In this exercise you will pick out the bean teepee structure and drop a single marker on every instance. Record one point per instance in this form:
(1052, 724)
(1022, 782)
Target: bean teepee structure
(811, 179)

============

TASK DETAILS: From top to bottom, repeat the material above word for word.

REPLY TO THE TASK:
In this exercise you will pick out the bean teepee structure and drop a single marker on every instance. Record one point per instance in this form:
(1052, 724)
(1022, 782)
Target: bean teepee structure
(811, 179)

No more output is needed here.